## WHAT IS NEEDED
Please repeat every entry that follows, keeping each one exactly the same.

## AVAILABLE RECORDS
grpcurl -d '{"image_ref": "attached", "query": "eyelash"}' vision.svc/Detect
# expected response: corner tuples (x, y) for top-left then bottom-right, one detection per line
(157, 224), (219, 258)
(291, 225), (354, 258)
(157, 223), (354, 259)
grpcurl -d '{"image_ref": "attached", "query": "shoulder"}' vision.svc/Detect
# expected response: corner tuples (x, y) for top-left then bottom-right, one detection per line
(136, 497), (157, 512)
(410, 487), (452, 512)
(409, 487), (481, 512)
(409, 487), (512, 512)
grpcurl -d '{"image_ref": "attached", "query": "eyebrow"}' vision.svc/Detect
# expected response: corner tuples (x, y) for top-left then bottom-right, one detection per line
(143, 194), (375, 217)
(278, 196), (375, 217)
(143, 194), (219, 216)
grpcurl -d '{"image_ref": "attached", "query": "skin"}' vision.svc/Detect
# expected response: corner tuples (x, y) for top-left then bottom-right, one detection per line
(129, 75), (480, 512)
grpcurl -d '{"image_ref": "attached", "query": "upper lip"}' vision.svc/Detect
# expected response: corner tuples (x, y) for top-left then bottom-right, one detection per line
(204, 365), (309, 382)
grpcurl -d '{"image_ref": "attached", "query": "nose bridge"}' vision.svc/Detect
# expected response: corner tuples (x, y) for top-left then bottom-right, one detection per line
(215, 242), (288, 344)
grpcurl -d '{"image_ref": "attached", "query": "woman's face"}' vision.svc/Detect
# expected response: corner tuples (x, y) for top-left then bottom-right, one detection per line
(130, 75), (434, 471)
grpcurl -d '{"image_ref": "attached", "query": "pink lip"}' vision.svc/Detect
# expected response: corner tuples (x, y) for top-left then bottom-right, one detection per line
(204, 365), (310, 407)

## SOLUTION TO THIS PROBLEM
grpcurl -d '{"image_ref": "attached", "query": "eyelash"}' vision.svc/Detect
# expected response: corner tuples (x, y) for top-left then bottom-right, one detection per line
(157, 224), (219, 258)
(291, 225), (354, 258)
(157, 223), (354, 259)
grpcurl -d '{"image_ref": "attached", "query": "shoulder"}' vision.svc/Detect
# expected response: corner tuples (x, y) for top-left then bottom-right, one detection per line
(136, 497), (157, 512)
(410, 487), (452, 512)
(409, 487), (481, 512)
(409, 487), (512, 512)
grpcurl -d '{"image_ref": "attached", "query": "eyebrow"}' vision.svc/Detect
# expected response: corner tuples (x, y) for top-left then bottom-right, one detection per line
(143, 194), (375, 217)
(278, 196), (375, 217)
(143, 194), (219, 216)
grpcurl -d '{"image_ref": "attached", "query": "skin"}' vision.svc/Detect
# expected response: corner tuples (x, y) for top-left then bottom-right, one detection per line
(129, 75), (480, 512)
grpcurl -d '{"image_ref": "attached", "query": "upper lip"}' vision.svc/Detect
# expected response: corner tuples (x, y) for top-left then bottom-right, one detection per line
(204, 365), (309, 382)
grpcurl -d '{"image_ref": "attached", "query": "nose bridge"}' vision.svc/Detect
# expected response: corner tuples (x, y) for top-left then bottom-right, one detection per line
(215, 242), (288, 344)
grpcurl -d '{"image_ref": "attached", "query": "woman's face"}' vision.svc/Detect
# expected response: corner tuples (x, y) for top-left then bottom-right, one detection per line
(130, 75), (434, 471)
grpcurl -d '{"image_ref": "attached", "query": "pink lip"}' vision.svc/Detect
# expected response: corner tuples (x, y) for top-left then bottom-right, one detection per line
(204, 365), (310, 407)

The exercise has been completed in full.